課題 A
以下の記録から、文字列「hood」を含む行をすべて抜き出してください。
------------
ラッシュに沸く東京の建築シーン。デザインとコンセプトで群を抜く、世界に誇りたい注目株を、Penが厳選した。今回紹介するのは、「とらや赤坂店」だ。
1964年、新築竣工した本社ビル地下1階〜1階にとらや赤坂店が開店。建て替えのため2015年から休業していたが、昨年10月にリニューアルオープンした。設計はとらや京都店や東京ミッドタウン店などを手がけた建築家、内藤廣。初期プランでは10階建てビルを予定し実施設計まで進んでいたが、時代性を重視したいという黒川光博社長の一声で、親しみやすい木を基調とした低層建築に方針転換した。
旧店舗は厳かな雰囲気で内部が見えづらかったが、新店では全面ガラス張りにして印象を一新。店内は奈良県吉野のヒノキを使用し、温かく落ち着いた空間に。フロア構成は地下1階がギャラリー、1階がエントランス、2階が売場、3階が菓寮(喫茶)という4層。1階エントランスから菓寮まで伸びる階段は、全面ガラス張りのファサードに沿い、窓の外を見ながらの上り下りも楽しい。また部分的に旧店舗で使用していたものを再利用し、歴史を引き継いでいる。
------------
課題 B
提示文によると、とらや赤坂店の店内に使われているのはどこのヒノキか。

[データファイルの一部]
------------
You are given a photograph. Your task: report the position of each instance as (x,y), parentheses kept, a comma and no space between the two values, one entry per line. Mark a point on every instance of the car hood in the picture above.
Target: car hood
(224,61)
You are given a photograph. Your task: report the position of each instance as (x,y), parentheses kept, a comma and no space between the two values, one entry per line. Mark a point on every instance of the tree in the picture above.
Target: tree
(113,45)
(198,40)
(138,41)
------------
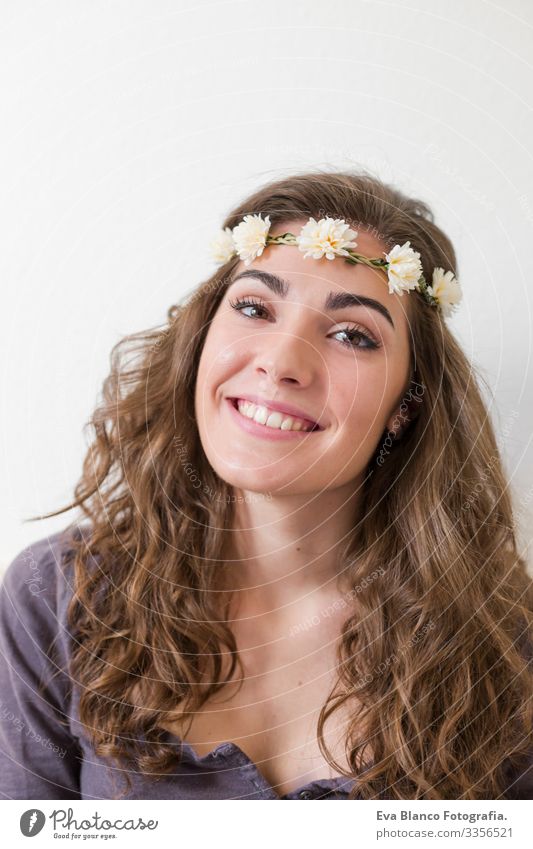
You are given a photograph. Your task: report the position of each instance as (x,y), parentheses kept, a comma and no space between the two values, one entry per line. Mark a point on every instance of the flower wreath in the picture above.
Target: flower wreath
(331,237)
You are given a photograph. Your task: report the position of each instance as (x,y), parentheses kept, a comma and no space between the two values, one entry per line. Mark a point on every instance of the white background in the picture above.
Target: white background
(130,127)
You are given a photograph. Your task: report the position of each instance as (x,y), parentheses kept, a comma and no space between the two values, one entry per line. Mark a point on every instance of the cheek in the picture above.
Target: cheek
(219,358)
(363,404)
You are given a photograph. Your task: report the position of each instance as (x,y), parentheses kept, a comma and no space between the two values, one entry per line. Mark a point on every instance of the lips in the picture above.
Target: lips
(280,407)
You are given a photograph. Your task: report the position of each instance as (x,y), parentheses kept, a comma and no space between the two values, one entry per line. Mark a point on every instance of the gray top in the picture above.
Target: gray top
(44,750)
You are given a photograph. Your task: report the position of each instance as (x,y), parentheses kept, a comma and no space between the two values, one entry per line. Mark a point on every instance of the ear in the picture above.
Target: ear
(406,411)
------------
作業結果 A
You are given a photograph. Your task: report the position of each instance as (x,y), parentheses kept, a comma and no space between the two values, one entry per line. Mark a point on every instance of the car hood in the picture above.
Target: car hood

作業結果 B
奈良県吉野のヒノキ。